What you will do: Reproduce the line that contains "Indicate the sun" and every line after it through the end of the records, exactly, with nothing added.

[start of Extracted data]

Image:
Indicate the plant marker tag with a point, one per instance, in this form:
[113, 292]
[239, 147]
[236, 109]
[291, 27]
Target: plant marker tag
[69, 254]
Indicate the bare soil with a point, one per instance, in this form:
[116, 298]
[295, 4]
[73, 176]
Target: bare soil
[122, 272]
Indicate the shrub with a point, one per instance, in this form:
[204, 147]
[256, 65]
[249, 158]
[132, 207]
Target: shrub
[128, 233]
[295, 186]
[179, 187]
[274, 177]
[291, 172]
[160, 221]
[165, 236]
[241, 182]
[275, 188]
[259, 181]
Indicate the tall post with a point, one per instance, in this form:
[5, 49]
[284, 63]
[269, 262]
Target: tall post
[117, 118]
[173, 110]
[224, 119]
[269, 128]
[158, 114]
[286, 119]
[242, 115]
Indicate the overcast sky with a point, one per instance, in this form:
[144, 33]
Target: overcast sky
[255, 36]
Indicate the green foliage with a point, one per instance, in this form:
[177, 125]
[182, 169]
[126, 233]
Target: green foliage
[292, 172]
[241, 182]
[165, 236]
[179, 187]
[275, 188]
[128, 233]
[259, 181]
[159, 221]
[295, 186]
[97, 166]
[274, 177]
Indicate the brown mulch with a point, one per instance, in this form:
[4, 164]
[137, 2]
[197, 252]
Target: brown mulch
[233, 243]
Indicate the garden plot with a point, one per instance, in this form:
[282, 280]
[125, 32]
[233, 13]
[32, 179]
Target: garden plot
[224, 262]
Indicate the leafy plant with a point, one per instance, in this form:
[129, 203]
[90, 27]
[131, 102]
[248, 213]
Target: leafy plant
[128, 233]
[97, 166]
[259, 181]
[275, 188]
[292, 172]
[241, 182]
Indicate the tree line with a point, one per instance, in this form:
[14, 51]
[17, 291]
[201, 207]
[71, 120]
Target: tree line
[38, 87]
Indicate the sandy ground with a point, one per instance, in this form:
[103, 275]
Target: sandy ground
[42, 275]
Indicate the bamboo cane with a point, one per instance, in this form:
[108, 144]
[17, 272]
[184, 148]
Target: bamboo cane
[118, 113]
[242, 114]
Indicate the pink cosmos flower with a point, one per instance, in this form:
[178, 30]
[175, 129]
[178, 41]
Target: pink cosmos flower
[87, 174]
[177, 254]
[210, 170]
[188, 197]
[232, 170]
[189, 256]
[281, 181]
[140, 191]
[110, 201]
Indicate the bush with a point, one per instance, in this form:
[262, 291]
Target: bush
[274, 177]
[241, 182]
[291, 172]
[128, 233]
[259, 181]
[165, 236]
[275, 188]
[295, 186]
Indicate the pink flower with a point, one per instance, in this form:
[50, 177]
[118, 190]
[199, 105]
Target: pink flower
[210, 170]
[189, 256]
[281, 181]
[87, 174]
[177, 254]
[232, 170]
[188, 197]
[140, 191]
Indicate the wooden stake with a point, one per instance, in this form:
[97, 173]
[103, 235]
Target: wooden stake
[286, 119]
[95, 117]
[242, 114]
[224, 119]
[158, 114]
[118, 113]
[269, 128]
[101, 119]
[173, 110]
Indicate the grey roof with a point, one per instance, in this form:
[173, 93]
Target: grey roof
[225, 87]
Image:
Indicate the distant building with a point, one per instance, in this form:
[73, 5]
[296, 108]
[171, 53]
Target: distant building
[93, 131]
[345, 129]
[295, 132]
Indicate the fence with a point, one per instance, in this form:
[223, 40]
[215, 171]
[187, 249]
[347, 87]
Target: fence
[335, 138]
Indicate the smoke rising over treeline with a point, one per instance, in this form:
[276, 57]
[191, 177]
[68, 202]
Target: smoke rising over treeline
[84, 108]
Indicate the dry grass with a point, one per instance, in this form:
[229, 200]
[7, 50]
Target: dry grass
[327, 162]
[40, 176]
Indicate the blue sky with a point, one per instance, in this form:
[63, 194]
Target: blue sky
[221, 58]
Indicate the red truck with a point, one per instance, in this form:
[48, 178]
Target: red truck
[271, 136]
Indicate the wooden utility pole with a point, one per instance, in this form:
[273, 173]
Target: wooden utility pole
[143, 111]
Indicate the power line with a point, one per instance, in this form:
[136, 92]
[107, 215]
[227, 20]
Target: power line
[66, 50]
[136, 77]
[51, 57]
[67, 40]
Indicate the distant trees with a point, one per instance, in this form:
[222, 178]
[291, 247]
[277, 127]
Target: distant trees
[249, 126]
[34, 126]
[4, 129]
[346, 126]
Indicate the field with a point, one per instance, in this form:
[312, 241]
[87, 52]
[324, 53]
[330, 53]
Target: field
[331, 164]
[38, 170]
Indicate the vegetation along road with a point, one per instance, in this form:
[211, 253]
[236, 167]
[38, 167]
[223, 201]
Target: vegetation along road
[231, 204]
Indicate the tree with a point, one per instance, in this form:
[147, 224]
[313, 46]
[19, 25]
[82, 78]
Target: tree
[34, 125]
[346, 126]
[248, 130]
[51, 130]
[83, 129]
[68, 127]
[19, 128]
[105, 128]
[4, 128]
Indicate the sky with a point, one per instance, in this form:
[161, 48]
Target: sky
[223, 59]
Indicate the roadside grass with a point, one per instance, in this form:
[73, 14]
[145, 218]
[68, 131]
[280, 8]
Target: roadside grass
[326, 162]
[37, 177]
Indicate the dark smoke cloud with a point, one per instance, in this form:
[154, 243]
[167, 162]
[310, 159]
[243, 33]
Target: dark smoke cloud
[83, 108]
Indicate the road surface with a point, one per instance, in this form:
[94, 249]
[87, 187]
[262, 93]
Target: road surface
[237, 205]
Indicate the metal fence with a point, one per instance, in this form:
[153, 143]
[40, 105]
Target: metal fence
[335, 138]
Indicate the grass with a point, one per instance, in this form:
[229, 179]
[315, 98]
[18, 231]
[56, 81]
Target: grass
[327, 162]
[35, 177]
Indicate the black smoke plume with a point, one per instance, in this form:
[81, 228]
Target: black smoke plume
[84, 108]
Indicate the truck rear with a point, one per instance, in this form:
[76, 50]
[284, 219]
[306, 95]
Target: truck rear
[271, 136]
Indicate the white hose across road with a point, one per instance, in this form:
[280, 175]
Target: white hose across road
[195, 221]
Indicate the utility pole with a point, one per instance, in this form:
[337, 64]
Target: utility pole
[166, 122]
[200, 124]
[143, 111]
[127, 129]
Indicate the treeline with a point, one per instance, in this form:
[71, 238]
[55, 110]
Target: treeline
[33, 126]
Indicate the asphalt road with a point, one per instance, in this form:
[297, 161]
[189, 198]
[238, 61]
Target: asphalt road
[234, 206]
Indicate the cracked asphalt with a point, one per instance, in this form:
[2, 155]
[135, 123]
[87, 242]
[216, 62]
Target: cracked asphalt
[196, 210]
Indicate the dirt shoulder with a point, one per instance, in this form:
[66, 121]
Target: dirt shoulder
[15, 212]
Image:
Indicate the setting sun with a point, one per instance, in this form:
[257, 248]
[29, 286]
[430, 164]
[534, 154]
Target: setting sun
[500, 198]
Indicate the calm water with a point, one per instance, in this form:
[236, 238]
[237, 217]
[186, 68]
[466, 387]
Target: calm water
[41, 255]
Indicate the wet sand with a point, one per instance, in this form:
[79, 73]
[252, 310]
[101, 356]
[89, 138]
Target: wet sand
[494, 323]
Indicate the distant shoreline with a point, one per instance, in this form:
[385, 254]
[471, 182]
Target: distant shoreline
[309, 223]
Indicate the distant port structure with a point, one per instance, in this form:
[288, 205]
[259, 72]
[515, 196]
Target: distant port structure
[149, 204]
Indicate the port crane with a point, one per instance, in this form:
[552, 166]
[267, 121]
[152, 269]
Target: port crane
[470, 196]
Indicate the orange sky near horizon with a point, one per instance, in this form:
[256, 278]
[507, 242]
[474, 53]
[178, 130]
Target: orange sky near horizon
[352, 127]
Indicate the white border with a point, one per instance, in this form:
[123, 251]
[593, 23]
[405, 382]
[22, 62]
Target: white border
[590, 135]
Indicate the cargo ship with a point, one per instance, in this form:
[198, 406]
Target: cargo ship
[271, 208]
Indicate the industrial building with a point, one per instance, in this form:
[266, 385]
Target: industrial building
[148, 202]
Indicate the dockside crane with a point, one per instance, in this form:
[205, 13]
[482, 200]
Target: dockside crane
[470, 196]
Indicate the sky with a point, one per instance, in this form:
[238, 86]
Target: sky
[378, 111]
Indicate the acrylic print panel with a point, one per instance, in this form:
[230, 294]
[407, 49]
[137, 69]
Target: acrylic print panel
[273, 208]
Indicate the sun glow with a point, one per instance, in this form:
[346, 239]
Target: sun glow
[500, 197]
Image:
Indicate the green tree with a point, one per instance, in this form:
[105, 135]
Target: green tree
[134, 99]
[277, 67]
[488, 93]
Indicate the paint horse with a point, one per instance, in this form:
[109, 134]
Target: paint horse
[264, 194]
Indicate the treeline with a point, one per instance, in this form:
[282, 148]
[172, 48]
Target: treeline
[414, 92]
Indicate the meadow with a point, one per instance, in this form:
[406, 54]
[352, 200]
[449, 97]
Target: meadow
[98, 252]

[end of Extracted data]

Written response:
Indicate the sun glow with a point, one per instance, in this form:
[346, 239]
Target: sun glow
[500, 197]
Image:
Indicate the green tree with a point, one per instance, in this form:
[105, 135]
Target: green tree
[134, 99]
[277, 67]
[488, 93]
Indicate the paint horse with a point, one per instance, in this form:
[109, 134]
Target: paint horse
[264, 194]
Indicate the treeline with a point, one per instance, in this form:
[282, 148]
[172, 48]
Target: treeline
[414, 92]
Indicate the meadow with a point, one per instance, in this form:
[406, 54]
[352, 200]
[449, 97]
Target: meadow
[98, 252]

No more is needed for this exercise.